**Texte proposé:**
232. A D'ALEMBERT.
Le 13 avril 1781.
La nature a voulu que la santé et l'espérance fussent nos introducteurs dans le monde, pour nous faire illusion sur les maux qui nous attendent; et, par une précaution outrée, cette même nature craignant que nous ne fussions trop attachés à cette maudite vie, elle nous envoie les maladies et les infirmités, pour que nous y renoncions avec moins de regret. Nous sommes tous les deux compris dans cette dernière classe; chaque jour nous faisons des pertes, et nous envoyons notre gros bagage prendre les devants,200-a assurés de le suivre dans peu. Cette goutte dont j'ai été incommodé, je m'en suis délivré par l'abstinence et par le régime. A présent je n'y pense plus, quoique je me prépare à <180>quelque nouvelle visite de cette hôtesse importune. Tandis que la France fait bravement la guerre sur mer aux Anglais, j'ai combattu la goutte, et je l'ai prise par famine; il serait à souhaiter que les Espagnols en fissent autant à Gibraltar.
Nous avons eu quelque petit mouvement dans l'Église pour un sujet de la plus grande importance.200-b Vous savez que les protestants croient que la Divinité aime leur chant; je ne sais quel poëte allemand a cru trouver un tas d'inepties dans ces beaux cantiques, et en a composé de nouveaux, plus dignes, à ce qu'il croit, de l'Être suprême. Cela a produit une scission dans l'Église; les uns sont pour les vieux, les autres pour les nouveaux. Le peuple criait à l'hérésie sans savoir pourquoi; les prêtres, jaloux les uns des autres, voulaient s'anathématiser; les libraires se mêlaient dans cette querelle; les uns axaient des éditions entières des nouveaux cantiques, qu'ils voulaient vendre; d'autres avaient leur boutique pleine des anciens, dont ils n auraient pu avoir le débit, si la nouvelle mode avait gagné le dessus. Dans ce conflit, chaque parti m'a porté ses plaintes, et en juge impartial j'ai décidé que chacun louerait Dieu comme il le jugerait le plus convenable, et la paix a été rétablie dans l'Église de Berlin. Mais admirez qu'un incrédule sert d'indigne instrument pour apaiser le schisme naissant de son troupeau d'élus. Platon autrefois servit à fonder la religion chrétienne; Voltaire employa toute la sagacité de son génie pour rendre les prêtres raisonnables et le faux zèle tolérant; mais cette dernière entreprise, étant trop forte, n'a pu être consommée.

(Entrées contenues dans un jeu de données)
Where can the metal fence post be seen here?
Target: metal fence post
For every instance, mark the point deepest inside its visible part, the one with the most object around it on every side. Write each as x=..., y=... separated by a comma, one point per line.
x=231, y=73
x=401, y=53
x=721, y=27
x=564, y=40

**Exercices proposés:**
1/ D'après la lettre adressée à D'Alembert, pour quelle raison la nature nous envoie-t-elle les maladies et les infirmités ? Répondez en une à trois phrases.
2/ Rédigez la suite de la lettre adressée à D'Alembert, à partir de la dernière phrase donnée.

**Réponses données:**
1/ La nature craint que nous ne soyons trop attachés à cette vie. Elle nous envoie donc les maladies et les infirmités pour que nous y renoncions avec moins de regret.

2/
Il vient d'arriver une assez plaisante aventure dans l'Empire. Un prince, grand ami de votre Beaumont, archevêque de Paris, a une épouse âgée de cinquante-trois ans, et a fait connaissance avec un prêtre fanatique, qui lui a promis que son épouse deviendrait enceinte, si on lui faisait dire une messe sur le ventre, ajoutant qu'il se fallait pourvoir d'une foi robuste pour que le charme opérât. Voilà qu'on dit des messes sur le ventre, voilà que la femme du prince se croit grosse, voilà accoucheurs, accoucheuses et témoins qui arrivent; mais le miracle manque, <181>parce que le prince n'avait pas eu assez de foi. Notez que cette farce s'est jouée dans ce siècle philosophique, dans ce dix-huitième siècle où l'on dit que la raison s'est perfectionnée. Pauvres humains que nous sommes! Il paraît que la nature ne nous a mis au monde que pour croire et que pour faire des sottises. Et nous nous enorgueillissons encore! Je voudrais qu'avec des messes dites sur le ventre on pût vous rendre la santé et la vigueur; mais comme cette charlatanerie répugne à tout philosophe, il faudra vous borner au régime, qui est plus efficace que les messes. Je souhaite de tout mon cœur d'apprendre que votre santé est meilleure, et que vous êtes en état de travailler comme autrefois.
Sur ce, etc.
200-a Voyez t. XXIII, p. 407, et t. XXIV, p. 297.
200-b Voyez J.-D.-E. Preuss, Friedrich der Grosse, eine Lebensgeschichte, t. III, p. 221 et suiv.